# Task set:
• a. Answer these questions from the exhibition page, marking each answer with its number:
(i) Who was the guest curator?
(ii) What share of ukiyo-e production were erotic pictures estimated to form?
(iii) What surprised Western visitors to Japan in the late nineteenth century?
• b. Decide whether each statement agrees with the exhibition page. Answer yes or no, and quote the words that settle it:
(i) The exhibition ran until 29 January 2017.
(ii) The government permitted the sale of erotic pictures.
(iii) Sepp Linhart served as scientific consultant.

# Passage:
--*--
Erotic Art From Japan

12 Oct 2016 - 29 Jan 2017

Exhibition view
Erotic Art From Japan
12 October 2016 – 29 January 2017

Guest curator: Diethard Leopold
Curator: Johannes Wieninger, Curator, MAK Permanent Collection Asia
Scientific consultant: Sepp Linhart

“Shun-ga,” spring pictures, have long been widespread in East Asia. They testify to a different attitude to sexuality and eroticism from our conditioning to such elements in Europe and are classified among the “ukiyo-e” pictures, pictures of the “floating world.” Almost all great ukiyo-e artists produced erotic pictures. Although forbidden by the government, they were sold unsigned under the counter and estimated to form up to fifty percent of ukiyo-e production.

It is only recently that art and social history has endeavoured to gain an overall view of the theme of the Japanese mass medium ukiyo-e. Western visitors to Japan of the late nineteenth century were surprised at the seemingly relaxed attitude to nakedness and sexuality. And the color woodblock prints in fact still convey this impression as well.
--*--
# Records drawn from a dataset:
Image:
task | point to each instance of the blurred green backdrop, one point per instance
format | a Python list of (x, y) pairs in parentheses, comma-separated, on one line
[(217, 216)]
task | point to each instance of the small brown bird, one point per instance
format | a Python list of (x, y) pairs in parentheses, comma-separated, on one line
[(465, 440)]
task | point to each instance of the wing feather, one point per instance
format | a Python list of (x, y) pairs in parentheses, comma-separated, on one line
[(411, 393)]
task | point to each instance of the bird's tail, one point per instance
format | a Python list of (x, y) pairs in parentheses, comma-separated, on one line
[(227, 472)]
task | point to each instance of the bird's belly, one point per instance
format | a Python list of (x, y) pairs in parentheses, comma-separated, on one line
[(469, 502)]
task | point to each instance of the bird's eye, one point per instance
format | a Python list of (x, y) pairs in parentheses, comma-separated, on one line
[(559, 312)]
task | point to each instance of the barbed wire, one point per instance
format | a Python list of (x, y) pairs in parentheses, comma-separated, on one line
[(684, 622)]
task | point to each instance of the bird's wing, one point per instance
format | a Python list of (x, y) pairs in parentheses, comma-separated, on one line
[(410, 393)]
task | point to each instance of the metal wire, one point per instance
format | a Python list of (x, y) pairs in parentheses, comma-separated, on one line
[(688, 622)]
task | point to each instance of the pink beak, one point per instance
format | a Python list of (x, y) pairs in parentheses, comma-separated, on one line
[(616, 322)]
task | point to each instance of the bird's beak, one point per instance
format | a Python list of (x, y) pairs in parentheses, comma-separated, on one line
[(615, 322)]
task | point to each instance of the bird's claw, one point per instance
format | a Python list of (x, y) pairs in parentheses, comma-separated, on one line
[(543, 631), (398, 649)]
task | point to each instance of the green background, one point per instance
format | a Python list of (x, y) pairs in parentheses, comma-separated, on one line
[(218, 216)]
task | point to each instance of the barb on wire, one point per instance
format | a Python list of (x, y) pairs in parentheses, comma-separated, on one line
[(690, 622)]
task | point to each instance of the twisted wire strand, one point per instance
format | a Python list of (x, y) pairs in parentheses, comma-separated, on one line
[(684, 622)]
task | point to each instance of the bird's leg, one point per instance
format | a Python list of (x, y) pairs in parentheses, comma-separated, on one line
--*--
# Answers for this exercise:
• a.
(i) Diethard Leopold
(ii) Up to fifty percent
(iii) The seemingly relaxed attitude to nakedness and sexuality

• b.
(i) Yes: "12 October 2016 – 29 January 2017"
(ii) No: "Although forbidden by the government, they were sold unsigned under the counter"
(iii) Yes: "Scientific consultant: Sepp Linhart"